* _Raw records_
^^^^
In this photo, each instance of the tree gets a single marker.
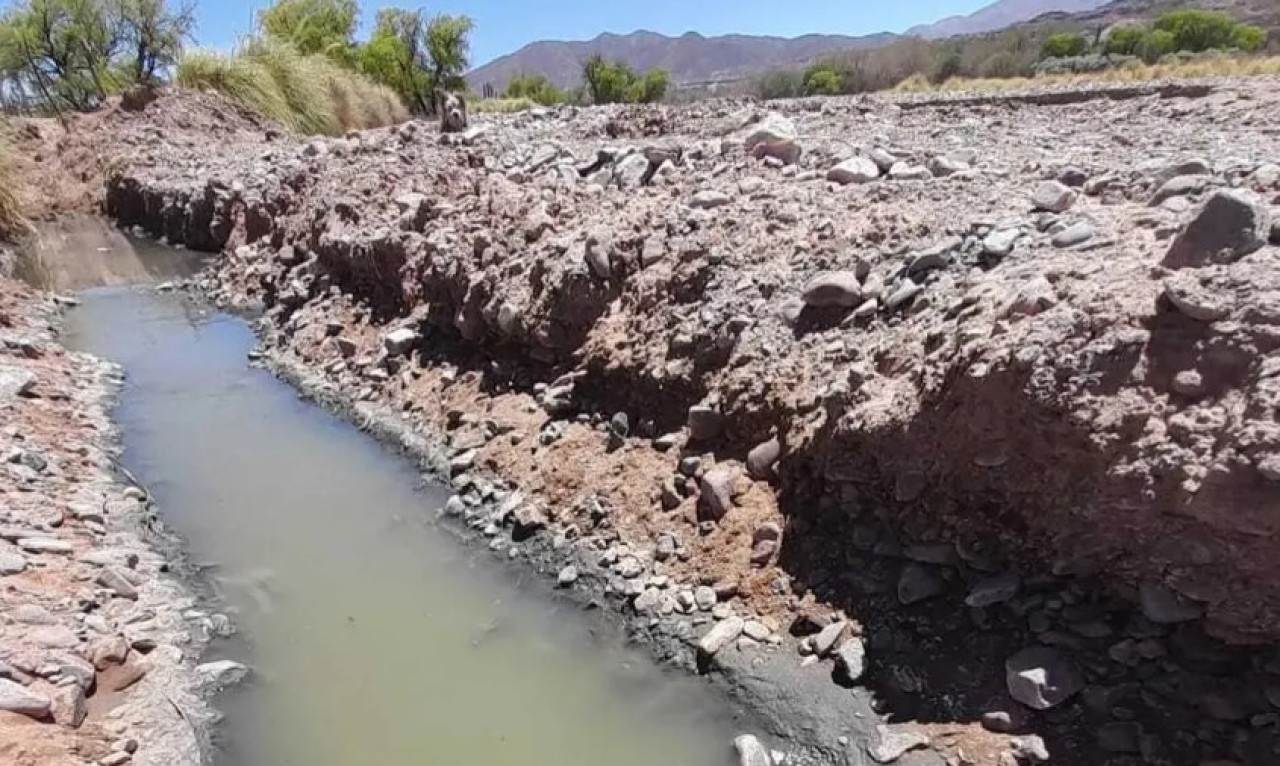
(155, 35)
(535, 87)
(314, 26)
(449, 49)
(649, 89)
(1065, 45)
(607, 82)
(822, 80)
(1196, 30)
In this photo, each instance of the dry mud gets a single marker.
(936, 384)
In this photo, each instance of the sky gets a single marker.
(504, 26)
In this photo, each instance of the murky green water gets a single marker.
(376, 639)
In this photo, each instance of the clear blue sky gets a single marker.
(504, 26)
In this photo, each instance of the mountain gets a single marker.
(1000, 14)
(689, 59)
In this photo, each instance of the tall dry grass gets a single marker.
(1210, 67)
(307, 94)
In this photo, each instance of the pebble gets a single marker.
(1042, 678)
(750, 752)
(892, 744)
(567, 577)
(17, 698)
(721, 635)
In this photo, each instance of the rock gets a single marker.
(1001, 242)
(854, 171)
(400, 342)
(909, 172)
(1077, 233)
(68, 706)
(762, 459)
(1042, 678)
(917, 584)
(993, 591)
(222, 674)
(1165, 606)
(12, 564)
(1229, 226)
(945, 165)
(892, 744)
(750, 752)
(721, 635)
(22, 701)
(833, 290)
(1054, 196)
(1029, 749)
(851, 660)
(114, 580)
(1189, 296)
(775, 136)
(704, 423)
(1180, 186)
(709, 199)
(14, 382)
(717, 493)
(826, 641)
(567, 577)
(45, 545)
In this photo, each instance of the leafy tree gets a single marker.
(535, 87)
(607, 82)
(312, 26)
(1153, 45)
(1198, 30)
(154, 35)
(822, 80)
(448, 46)
(780, 83)
(1248, 37)
(1065, 45)
(1124, 41)
(649, 89)
(999, 65)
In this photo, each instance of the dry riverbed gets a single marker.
(97, 638)
(959, 413)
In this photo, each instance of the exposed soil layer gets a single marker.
(97, 641)
(1015, 345)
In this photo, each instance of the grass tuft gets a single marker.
(307, 94)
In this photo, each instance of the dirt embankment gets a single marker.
(97, 641)
(987, 375)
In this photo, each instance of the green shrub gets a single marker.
(306, 94)
(823, 81)
(1065, 45)
(780, 83)
(535, 87)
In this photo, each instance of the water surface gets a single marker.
(376, 638)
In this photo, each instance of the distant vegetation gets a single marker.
(1175, 39)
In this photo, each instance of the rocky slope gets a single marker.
(992, 378)
(97, 641)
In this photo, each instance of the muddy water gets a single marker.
(376, 638)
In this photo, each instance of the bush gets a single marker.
(999, 65)
(535, 87)
(780, 83)
(823, 81)
(1065, 45)
(306, 94)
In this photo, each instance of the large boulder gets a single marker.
(1229, 226)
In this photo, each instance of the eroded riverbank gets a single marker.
(368, 627)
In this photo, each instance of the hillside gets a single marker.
(997, 16)
(690, 58)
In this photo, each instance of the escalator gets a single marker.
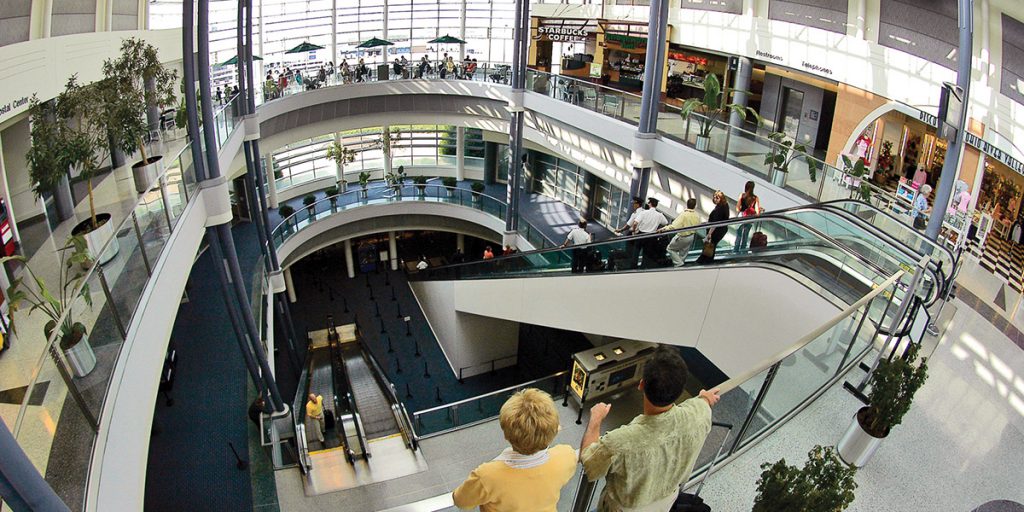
(375, 409)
^^^^
* _Prompt_
Print every entry above word for word, leaving out the pictures.

* _Task response_
In this photo, each instance of the tree gets a single marker.
(155, 35)
(535, 87)
(314, 26)
(449, 49)
(649, 89)
(1065, 45)
(607, 82)
(822, 80)
(1196, 30)
In this photo, each instance of the dry mud gets a single marker.
(936, 384)
In this photo, each instance of the sky gets a single marker.
(504, 26)
In this photo, each instance of the murky green water gets a single marker.
(376, 639)
In this photo, each instance of the clear blue sky gets a single marker.
(504, 26)
In this photo, each instance of the mountain gets a single marker.
(1000, 14)
(689, 59)
In this photo, each instance of the tall dry grass gets a single marker.
(1210, 67)
(307, 94)
In this photo, each instance of the pebble gets a single marker.
(1042, 678)
(750, 752)
(892, 744)
(567, 577)
(17, 698)
(721, 635)
In this photo, each instance of the rock gets a single marker.
(1001, 242)
(854, 171)
(400, 342)
(909, 172)
(1077, 233)
(68, 706)
(762, 459)
(1042, 678)
(917, 584)
(993, 591)
(222, 674)
(1165, 606)
(12, 564)
(1229, 226)
(945, 165)
(892, 744)
(750, 752)
(721, 635)
(22, 701)
(833, 290)
(1054, 196)
(1029, 749)
(851, 660)
(114, 580)
(1189, 296)
(775, 136)
(704, 423)
(1180, 186)
(709, 199)
(14, 382)
(717, 493)
(826, 641)
(567, 577)
(45, 545)
In this photo, each instance of the leafy tree gets a single marker.
(535, 87)
(607, 82)
(312, 26)
(1153, 45)
(1198, 30)
(154, 35)
(822, 80)
(448, 46)
(780, 83)
(1248, 37)
(1065, 45)
(1124, 41)
(649, 89)
(999, 65)
In this photo, each instance of the dry riverbed gets a single marker.
(97, 638)
(959, 413)
In this photo, each instance of the exposed soil layer gets a single marker.
(97, 641)
(1015, 345)
In this photo, each instance of the grass tuft gets a single marker.
(307, 94)
In this photo, each instance of the dirt embankment gets a single marker.
(97, 641)
(987, 375)
In this photo, each instance of the green shrub gets a single marker.
(306, 94)
(823, 81)
(1065, 45)
(780, 83)
(535, 87)
In this photo, each instance of the water surface gets a single marker.
(376, 638)
In this photo, each instance of the distant vegetation gets a single marker.
(1175, 39)
In this photo, each instance of the rocky slope gets a single marker.
(992, 378)
(97, 641)
In this photo, each instance of the muddy water gets a single marker.
(376, 638)
In this photo, each instance of the bush gets a single marker.
(999, 65)
(535, 87)
(780, 83)
(823, 81)
(1065, 45)
(306, 94)
In this photo, each instance of the large boulder gets a single marker.
(1229, 226)
In this photo, each instance of the eroded riverbank gets a single marker.
(368, 627)
In this photo, each instance of the hillside gets a single marker.
(997, 16)
(690, 58)
In this photo, each instance of the escalator gets a single marker.
(375, 409)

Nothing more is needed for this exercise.